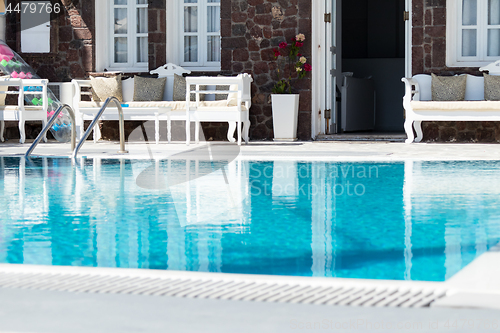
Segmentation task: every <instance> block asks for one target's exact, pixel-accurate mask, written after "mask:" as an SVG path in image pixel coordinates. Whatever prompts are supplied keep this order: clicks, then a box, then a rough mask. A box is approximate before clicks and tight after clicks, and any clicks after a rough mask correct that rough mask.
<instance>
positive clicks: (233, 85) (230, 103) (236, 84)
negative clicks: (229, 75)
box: [227, 84, 238, 106]
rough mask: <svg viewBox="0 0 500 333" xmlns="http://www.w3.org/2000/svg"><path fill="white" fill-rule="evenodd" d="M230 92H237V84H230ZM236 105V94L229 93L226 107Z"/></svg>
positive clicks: (235, 105)
mask: <svg viewBox="0 0 500 333" xmlns="http://www.w3.org/2000/svg"><path fill="white" fill-rule="evenodd" d="M229 90H230V91H236V90H238V85H237V84H232V85H231V86H230V87H229ZM236 105H238V92H231V93H229V94H228V96H227V106H236Z"/></svg>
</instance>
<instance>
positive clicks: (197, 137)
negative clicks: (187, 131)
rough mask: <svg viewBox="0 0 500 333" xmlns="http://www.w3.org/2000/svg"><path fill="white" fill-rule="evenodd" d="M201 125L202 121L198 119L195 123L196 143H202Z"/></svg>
mask: <svg viewBox="0 0 500 333" xmlns="http://www.w3.org/2000/svg"><path fill="white" fill-rule="evenodd" d="M200 125H201V123H200V122H199V121H196V122H195V123H194V142H195V143H200Z"/></svg>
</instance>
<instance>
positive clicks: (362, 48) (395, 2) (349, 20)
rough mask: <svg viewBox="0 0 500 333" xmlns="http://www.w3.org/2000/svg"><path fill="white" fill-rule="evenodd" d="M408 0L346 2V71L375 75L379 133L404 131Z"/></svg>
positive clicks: (342, 57)
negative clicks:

----------

> [Aim of the exercise]: Retype all entries exactly, without the images.

> [Exercise answer]:
Segmentation task: every <instance> block asks for one target's exact, pixel-accurate mask, written after "mask:" as an SVG path in image pixel coordinates. Whatever prompts are supplied keep this order: clicks, then a box, then a rough mask. A box is approximate before clicks and tight after clicks, and any clicks after a rough mask correct that rough mask.
<instance>
positive clicks: (233, 85) (230, 103) (236, 84)
negative clicks: (229, 75)
box: [227, 84, 238, 106]
rough mask: <svg viewBox="0 0 500 333" xmlns="http://www.w3.org/2000/svg"><path fill="white" fill-rule="evenodd" d="M230 92H237V84H230ZM236 105V94L229 93L226 107Z"/></svg>
positive clicks: (235, 105)
mask: <svg viewBox="0 0 500 333" xmlns="http://www.w3.org/2000/svg"><path fill="white" fill-rule="evenodd" d="M229 90H230V91H236V90H238V85H237V84H232V85H231V86H230V87H229ZM236 105H238V92H231V93H229V94H228V96H227V106H236Z"/></svg>
</instance>
<instance>
positive clicks: (197, 137)
negative clicks: (187, 131)
rough mask: <svg viewBox="0 0 500 333" xmlns="http://www.w3.org/2000/svg"><path fill="white" fill-rule="evenodd" d="M201 125L202 121L198 119L195 123L196 143H202Z"/></svg>
mask: <svg viewBox="0 0 500 333" xmlns="http://www.w3.org/2000/svg"><path fill="white" fill-rule="evenodd" d="M200 125H201V123H200V122H199V121H196V122H195V123H194V142H195V143H200Z"/></svg>
</instance>
<instance>
positive clicks: (362, 48) (395, 2) (349, 20)
rough mask: <svg viewBox="0 0 500 333" xmlns="http://www.w3.org/2000/svg"><path fill="white" fill-rule="evenodd" d="M408 0L346 2V71L375 75L379 133L404 131Z"/></svg>
positive clicks: (342, 57)
negative clicks:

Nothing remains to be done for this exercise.